→ WHAT YOU HAVE TO DO
Do any lines in the data below contain "price"? If so, copy every one of them.

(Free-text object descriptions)
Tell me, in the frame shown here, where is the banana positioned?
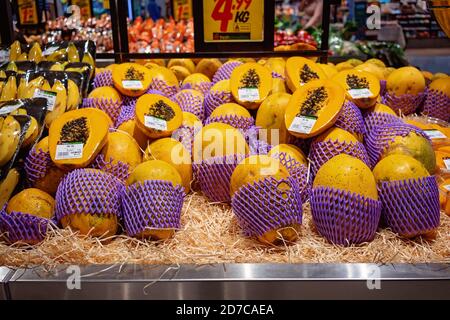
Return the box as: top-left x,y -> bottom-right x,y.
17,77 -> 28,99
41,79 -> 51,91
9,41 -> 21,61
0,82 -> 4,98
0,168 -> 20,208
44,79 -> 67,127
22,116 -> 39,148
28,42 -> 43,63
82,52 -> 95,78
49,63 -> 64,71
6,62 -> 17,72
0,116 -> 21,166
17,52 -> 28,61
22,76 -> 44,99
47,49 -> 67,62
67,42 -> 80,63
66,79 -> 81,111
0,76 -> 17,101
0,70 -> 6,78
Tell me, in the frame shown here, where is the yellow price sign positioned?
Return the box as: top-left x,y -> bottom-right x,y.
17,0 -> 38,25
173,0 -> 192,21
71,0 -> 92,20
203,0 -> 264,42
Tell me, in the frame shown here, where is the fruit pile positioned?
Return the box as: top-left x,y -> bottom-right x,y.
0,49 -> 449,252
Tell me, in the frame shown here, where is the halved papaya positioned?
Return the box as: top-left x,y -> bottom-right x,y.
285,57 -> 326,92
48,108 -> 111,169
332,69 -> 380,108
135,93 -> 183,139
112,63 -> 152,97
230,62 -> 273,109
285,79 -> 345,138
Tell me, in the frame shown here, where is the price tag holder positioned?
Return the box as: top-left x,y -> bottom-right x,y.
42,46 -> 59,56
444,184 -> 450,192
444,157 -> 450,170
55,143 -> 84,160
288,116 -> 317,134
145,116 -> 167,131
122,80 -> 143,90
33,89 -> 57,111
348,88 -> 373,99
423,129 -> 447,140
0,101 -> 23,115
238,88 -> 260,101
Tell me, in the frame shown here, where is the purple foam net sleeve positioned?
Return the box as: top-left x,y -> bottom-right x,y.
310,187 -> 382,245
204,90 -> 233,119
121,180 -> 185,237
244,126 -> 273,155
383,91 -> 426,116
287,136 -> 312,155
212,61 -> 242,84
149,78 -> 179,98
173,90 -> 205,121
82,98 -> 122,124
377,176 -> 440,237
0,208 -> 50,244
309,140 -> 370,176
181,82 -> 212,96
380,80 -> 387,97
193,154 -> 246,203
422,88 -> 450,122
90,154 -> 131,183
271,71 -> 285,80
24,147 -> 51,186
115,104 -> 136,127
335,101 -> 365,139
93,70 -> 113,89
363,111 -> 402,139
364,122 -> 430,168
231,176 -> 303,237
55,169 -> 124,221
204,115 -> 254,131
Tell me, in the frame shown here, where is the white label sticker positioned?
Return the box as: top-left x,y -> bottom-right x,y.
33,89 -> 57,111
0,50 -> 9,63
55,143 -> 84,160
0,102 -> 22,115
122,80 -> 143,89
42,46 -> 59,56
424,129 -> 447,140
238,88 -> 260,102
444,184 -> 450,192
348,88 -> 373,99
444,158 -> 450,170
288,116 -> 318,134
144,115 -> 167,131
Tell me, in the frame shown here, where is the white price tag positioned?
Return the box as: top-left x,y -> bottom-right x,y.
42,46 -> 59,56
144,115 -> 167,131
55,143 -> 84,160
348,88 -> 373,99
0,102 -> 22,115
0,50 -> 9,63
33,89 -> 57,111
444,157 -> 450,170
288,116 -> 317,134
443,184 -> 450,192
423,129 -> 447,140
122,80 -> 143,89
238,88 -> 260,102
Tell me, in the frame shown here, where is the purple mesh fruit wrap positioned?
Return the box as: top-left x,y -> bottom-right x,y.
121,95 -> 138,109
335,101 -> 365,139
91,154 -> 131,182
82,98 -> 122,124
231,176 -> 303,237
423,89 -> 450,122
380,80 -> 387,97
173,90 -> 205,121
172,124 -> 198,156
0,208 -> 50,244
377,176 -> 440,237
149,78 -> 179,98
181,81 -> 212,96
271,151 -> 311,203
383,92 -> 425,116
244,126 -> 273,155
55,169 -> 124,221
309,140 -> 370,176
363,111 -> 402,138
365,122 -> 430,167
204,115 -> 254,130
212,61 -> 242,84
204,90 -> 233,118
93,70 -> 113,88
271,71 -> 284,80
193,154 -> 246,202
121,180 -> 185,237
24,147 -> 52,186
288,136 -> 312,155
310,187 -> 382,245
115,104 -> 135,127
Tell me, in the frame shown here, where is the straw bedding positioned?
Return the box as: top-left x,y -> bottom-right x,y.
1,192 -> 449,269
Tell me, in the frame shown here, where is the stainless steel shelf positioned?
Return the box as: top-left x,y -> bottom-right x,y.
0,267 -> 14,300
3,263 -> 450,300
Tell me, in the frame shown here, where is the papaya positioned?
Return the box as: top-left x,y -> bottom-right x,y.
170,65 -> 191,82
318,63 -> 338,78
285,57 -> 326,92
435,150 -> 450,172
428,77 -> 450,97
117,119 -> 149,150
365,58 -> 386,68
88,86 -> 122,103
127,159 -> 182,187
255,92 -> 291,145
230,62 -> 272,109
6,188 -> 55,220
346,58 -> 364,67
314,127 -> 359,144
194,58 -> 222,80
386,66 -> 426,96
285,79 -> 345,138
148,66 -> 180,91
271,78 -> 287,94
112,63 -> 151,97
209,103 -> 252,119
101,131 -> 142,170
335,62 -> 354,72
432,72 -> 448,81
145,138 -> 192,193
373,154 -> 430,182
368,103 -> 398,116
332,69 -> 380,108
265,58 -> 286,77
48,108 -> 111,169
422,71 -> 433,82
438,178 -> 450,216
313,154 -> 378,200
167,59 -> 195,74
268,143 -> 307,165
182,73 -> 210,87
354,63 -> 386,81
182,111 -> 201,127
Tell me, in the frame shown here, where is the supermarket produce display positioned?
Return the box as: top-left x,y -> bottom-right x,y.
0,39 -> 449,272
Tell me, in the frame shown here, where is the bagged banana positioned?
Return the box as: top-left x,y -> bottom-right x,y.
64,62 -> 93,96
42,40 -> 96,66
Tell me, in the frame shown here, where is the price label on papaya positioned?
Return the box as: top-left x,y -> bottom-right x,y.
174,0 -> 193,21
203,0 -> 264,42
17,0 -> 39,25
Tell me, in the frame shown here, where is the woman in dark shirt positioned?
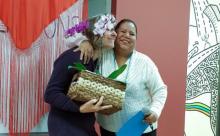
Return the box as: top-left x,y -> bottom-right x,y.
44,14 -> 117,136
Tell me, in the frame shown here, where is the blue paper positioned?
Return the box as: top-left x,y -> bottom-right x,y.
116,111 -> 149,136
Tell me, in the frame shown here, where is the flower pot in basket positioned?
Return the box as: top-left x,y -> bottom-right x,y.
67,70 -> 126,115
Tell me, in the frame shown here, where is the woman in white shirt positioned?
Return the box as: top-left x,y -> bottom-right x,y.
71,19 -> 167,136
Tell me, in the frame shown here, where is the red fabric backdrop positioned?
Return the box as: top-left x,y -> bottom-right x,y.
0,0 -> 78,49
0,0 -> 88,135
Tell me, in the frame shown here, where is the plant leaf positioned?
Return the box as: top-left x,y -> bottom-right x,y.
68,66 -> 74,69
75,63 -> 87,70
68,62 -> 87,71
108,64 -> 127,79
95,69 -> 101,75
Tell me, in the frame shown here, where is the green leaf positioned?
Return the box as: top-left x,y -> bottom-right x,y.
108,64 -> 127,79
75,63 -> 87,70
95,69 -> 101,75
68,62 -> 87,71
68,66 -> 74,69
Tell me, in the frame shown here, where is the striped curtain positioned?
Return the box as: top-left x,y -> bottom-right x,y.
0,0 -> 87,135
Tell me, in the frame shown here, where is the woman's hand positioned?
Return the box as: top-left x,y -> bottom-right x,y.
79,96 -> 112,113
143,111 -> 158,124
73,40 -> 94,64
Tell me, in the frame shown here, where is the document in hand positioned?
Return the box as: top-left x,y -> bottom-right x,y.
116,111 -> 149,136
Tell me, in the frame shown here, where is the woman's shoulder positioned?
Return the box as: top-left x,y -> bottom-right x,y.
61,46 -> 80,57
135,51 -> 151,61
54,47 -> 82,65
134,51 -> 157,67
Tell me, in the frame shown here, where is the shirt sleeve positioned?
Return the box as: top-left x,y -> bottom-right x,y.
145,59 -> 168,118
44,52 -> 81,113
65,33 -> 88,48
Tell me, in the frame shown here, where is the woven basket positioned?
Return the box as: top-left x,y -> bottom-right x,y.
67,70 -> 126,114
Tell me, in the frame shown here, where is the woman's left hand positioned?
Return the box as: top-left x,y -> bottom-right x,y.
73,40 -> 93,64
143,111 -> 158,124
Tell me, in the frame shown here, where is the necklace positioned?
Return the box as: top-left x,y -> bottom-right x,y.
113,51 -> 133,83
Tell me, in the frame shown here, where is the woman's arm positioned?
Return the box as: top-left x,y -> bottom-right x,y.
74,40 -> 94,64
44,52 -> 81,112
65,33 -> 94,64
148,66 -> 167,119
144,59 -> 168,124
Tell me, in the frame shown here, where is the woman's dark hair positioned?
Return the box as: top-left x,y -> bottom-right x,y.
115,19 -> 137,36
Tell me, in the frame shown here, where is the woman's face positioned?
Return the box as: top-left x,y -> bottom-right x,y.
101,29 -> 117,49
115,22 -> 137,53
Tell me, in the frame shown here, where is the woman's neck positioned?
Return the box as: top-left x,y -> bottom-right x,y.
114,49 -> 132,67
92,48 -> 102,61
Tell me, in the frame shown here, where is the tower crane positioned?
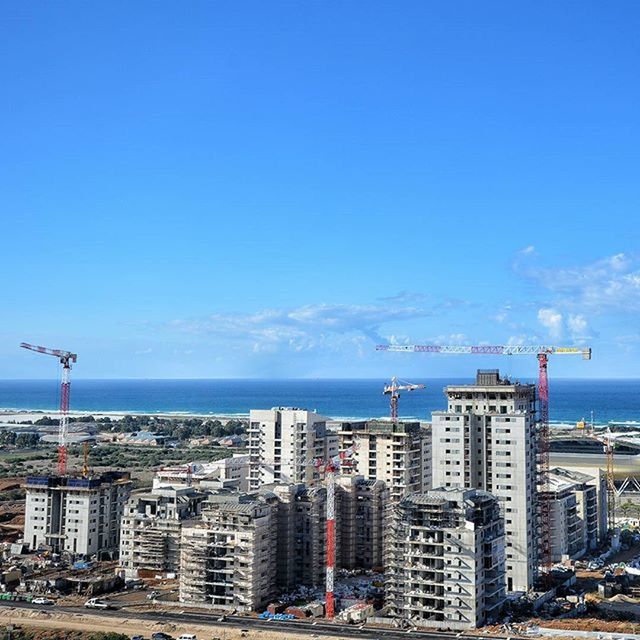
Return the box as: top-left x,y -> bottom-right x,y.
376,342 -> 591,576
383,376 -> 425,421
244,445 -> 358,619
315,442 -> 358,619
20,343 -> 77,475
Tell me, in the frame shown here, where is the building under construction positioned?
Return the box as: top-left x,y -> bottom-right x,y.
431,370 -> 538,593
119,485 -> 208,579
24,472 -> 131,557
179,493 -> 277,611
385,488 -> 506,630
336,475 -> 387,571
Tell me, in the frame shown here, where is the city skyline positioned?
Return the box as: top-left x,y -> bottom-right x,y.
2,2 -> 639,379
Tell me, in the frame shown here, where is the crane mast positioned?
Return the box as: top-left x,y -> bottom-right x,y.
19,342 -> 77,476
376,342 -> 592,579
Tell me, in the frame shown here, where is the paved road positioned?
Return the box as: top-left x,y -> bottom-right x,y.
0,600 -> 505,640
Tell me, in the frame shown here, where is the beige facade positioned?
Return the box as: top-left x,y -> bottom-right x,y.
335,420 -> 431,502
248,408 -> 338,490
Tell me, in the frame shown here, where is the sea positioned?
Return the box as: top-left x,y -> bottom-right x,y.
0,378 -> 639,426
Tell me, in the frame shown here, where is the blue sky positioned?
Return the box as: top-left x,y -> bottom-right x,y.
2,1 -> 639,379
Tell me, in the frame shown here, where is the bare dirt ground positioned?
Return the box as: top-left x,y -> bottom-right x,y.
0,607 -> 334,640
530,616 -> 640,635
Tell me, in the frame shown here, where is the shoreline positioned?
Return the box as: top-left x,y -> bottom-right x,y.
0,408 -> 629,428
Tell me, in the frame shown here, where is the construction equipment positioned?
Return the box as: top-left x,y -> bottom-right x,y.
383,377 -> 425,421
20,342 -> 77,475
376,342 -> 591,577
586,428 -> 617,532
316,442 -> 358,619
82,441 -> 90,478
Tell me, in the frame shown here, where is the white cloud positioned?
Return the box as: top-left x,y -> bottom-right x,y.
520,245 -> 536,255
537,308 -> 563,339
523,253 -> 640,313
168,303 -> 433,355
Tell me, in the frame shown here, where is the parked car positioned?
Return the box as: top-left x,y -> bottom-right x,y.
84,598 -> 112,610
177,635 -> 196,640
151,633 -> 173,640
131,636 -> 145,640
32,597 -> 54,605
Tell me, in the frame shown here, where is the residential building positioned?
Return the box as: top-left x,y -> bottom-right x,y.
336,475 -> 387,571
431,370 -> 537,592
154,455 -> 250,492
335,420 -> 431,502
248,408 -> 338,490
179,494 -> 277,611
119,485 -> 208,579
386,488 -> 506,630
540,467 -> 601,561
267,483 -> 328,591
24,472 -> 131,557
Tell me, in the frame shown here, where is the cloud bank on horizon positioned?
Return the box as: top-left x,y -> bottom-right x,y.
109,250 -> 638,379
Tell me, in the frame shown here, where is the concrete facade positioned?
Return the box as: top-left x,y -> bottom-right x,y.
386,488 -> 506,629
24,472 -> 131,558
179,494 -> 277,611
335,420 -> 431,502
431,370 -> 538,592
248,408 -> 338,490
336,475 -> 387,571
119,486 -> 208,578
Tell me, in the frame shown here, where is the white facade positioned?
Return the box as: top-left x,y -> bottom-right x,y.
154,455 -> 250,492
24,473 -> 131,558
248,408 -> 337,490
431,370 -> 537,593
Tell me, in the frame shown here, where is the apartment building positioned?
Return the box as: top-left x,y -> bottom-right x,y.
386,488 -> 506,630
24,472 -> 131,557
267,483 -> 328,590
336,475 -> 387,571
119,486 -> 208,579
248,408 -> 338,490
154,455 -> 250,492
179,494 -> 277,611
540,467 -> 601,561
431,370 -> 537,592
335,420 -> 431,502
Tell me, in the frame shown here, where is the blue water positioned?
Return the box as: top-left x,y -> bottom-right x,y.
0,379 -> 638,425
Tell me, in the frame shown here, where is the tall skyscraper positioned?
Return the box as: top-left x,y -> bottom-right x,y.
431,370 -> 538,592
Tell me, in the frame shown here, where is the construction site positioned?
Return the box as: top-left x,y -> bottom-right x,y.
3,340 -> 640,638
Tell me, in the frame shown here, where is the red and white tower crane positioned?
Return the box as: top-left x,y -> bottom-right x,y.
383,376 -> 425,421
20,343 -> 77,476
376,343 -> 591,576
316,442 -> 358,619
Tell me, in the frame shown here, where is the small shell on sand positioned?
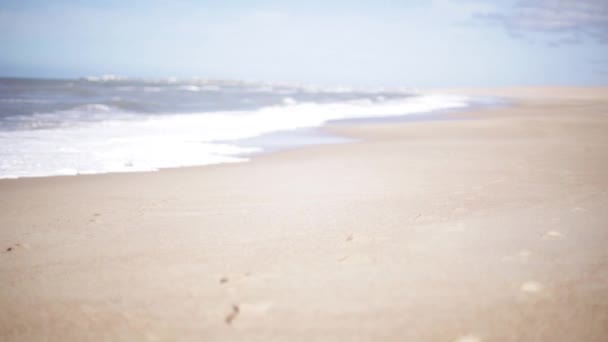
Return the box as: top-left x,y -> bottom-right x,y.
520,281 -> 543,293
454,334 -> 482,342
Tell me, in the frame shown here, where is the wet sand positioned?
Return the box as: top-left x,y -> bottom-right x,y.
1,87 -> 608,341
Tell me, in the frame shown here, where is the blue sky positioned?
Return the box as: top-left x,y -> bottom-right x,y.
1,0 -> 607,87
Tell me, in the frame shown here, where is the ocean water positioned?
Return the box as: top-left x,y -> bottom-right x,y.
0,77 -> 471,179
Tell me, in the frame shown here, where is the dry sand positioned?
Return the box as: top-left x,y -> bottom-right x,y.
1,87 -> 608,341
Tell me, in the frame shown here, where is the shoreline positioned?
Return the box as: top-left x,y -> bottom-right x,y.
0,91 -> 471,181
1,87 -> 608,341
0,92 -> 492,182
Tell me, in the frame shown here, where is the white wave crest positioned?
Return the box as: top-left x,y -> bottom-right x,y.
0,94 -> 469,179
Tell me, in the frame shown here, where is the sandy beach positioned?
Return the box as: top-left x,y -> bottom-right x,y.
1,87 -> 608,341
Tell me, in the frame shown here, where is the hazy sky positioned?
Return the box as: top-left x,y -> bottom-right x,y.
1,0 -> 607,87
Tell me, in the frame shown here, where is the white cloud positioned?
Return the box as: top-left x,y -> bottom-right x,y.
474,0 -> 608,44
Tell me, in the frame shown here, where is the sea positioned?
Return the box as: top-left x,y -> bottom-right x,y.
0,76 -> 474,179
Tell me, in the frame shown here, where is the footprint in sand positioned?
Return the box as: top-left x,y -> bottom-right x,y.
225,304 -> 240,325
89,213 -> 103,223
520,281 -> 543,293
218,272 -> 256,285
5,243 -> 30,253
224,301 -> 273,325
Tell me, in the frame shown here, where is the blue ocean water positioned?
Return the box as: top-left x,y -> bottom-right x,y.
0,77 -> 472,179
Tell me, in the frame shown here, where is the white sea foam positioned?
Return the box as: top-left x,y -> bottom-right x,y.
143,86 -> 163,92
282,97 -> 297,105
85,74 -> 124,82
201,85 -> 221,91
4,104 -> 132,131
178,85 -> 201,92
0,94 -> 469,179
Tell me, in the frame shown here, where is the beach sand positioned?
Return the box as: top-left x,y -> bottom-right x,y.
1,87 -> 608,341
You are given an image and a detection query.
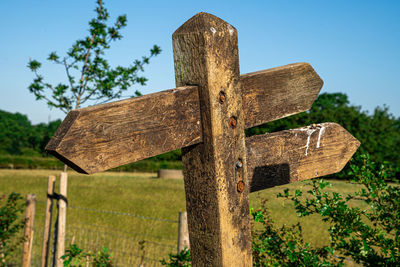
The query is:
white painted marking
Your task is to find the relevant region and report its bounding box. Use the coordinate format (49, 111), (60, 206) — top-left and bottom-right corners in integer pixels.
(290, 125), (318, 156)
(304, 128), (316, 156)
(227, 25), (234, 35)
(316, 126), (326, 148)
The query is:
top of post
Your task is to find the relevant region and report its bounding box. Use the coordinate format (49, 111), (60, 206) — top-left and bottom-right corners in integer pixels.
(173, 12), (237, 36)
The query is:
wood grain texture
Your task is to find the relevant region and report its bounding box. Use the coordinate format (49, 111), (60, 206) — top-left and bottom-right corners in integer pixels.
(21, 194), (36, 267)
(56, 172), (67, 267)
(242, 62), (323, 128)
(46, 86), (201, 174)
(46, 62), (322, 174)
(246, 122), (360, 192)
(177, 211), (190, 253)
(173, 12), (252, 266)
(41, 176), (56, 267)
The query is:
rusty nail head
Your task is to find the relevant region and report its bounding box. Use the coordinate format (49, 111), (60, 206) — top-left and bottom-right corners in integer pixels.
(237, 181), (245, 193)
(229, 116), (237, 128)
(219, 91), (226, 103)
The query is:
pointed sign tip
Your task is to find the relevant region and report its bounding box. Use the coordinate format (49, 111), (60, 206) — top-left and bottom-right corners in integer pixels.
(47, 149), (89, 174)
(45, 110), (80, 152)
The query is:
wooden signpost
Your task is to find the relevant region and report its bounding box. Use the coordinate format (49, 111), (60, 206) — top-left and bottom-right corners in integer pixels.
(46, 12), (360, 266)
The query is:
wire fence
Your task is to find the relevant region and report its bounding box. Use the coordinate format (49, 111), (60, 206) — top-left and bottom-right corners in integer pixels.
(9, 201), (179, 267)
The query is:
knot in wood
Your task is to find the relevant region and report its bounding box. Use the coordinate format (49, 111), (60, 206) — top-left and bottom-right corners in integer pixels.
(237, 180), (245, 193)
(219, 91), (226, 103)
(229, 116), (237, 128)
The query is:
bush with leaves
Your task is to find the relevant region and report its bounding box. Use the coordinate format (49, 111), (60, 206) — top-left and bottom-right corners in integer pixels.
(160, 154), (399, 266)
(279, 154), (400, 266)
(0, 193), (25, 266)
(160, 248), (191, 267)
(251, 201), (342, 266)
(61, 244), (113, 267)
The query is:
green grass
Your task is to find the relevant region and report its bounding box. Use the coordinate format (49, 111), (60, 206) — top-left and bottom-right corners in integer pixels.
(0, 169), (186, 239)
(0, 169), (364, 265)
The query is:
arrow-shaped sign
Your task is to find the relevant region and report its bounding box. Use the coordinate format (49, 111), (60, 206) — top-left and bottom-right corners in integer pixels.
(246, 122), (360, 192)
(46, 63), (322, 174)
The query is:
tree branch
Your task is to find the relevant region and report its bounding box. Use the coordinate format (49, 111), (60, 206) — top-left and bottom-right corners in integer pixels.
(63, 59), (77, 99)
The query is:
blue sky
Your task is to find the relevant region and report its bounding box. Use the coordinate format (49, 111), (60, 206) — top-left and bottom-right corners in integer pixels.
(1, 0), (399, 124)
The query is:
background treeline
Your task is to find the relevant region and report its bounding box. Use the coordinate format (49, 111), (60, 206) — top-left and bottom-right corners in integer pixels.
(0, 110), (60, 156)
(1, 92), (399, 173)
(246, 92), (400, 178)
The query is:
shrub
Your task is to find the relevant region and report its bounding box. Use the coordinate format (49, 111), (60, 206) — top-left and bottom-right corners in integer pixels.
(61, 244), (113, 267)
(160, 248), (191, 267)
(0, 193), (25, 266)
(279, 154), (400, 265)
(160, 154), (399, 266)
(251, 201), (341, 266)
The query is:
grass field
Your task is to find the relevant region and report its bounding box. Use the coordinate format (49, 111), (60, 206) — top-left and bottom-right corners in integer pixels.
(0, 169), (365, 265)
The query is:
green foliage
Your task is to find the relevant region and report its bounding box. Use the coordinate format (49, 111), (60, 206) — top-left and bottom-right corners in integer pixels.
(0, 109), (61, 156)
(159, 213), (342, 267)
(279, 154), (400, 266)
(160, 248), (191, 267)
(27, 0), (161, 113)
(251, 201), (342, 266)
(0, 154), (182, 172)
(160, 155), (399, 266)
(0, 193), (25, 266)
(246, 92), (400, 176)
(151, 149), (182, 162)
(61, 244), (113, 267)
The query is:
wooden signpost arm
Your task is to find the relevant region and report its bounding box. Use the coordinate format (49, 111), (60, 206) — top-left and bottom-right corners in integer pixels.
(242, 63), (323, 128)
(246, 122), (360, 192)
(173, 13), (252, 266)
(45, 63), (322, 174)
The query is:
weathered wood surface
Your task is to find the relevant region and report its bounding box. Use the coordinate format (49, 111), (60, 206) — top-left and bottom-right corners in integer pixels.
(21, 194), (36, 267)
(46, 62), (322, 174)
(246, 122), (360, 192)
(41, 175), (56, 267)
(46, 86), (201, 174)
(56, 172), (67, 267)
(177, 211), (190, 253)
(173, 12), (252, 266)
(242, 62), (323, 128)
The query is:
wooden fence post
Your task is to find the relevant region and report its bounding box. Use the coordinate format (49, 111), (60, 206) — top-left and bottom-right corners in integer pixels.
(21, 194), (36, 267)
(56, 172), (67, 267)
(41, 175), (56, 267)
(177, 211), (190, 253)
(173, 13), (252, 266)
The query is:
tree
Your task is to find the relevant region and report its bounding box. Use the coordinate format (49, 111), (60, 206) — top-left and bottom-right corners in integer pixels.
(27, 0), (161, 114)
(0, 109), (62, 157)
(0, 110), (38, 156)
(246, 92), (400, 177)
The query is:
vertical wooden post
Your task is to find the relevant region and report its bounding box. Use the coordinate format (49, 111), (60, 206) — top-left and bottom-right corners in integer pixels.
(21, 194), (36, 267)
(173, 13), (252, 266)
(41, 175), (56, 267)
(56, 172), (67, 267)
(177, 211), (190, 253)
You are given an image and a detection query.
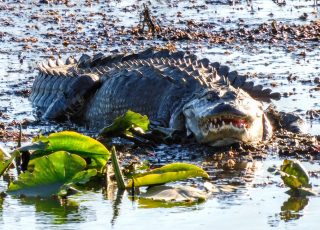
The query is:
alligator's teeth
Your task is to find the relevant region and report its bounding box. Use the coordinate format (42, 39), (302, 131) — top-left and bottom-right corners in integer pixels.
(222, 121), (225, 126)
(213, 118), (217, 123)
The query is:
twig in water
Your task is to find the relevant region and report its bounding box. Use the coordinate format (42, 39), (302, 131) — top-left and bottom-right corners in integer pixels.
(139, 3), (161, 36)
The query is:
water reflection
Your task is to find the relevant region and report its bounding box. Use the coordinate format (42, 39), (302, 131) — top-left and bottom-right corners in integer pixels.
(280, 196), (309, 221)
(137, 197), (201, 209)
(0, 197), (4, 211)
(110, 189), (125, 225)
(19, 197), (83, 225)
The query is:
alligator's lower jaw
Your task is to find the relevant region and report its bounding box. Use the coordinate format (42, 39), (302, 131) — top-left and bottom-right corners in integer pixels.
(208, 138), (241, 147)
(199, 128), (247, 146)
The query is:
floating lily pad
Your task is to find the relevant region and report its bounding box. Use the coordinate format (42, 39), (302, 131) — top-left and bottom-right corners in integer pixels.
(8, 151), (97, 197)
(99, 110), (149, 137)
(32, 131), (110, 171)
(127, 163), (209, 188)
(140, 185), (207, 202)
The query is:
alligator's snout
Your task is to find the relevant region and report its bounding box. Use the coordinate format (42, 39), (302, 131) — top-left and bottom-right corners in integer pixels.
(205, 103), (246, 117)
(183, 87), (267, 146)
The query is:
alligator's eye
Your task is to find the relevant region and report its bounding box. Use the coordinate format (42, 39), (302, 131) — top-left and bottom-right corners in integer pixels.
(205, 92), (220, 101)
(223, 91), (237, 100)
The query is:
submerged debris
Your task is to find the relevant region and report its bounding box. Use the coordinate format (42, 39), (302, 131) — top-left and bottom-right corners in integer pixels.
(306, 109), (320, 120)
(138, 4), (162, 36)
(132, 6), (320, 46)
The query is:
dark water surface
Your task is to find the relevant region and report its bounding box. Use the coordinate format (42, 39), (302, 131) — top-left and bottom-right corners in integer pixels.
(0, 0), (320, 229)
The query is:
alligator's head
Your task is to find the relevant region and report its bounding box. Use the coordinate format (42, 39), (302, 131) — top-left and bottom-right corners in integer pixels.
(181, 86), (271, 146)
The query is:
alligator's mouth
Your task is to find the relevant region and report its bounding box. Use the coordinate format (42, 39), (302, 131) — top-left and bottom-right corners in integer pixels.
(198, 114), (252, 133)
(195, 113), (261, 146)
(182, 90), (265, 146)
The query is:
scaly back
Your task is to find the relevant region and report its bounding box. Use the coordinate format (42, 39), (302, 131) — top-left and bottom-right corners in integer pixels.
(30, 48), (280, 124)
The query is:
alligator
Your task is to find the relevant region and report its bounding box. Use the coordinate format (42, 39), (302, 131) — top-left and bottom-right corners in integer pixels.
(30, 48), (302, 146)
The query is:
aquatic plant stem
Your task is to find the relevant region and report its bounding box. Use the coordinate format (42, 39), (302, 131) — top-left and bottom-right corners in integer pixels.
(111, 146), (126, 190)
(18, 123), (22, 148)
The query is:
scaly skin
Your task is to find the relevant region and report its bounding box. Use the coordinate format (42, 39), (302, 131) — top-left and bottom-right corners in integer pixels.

→ RESPONSE AREA
Tell me, in the frame shown here, where is the yellow price sign positioned?
Tell me, in the frame shown here, where is the price tag holder positioned?
Tell me, in the frame shown here, where is the white price tag positioned?
Tell me, in the frame shown here, where is the price label on papaya positioned?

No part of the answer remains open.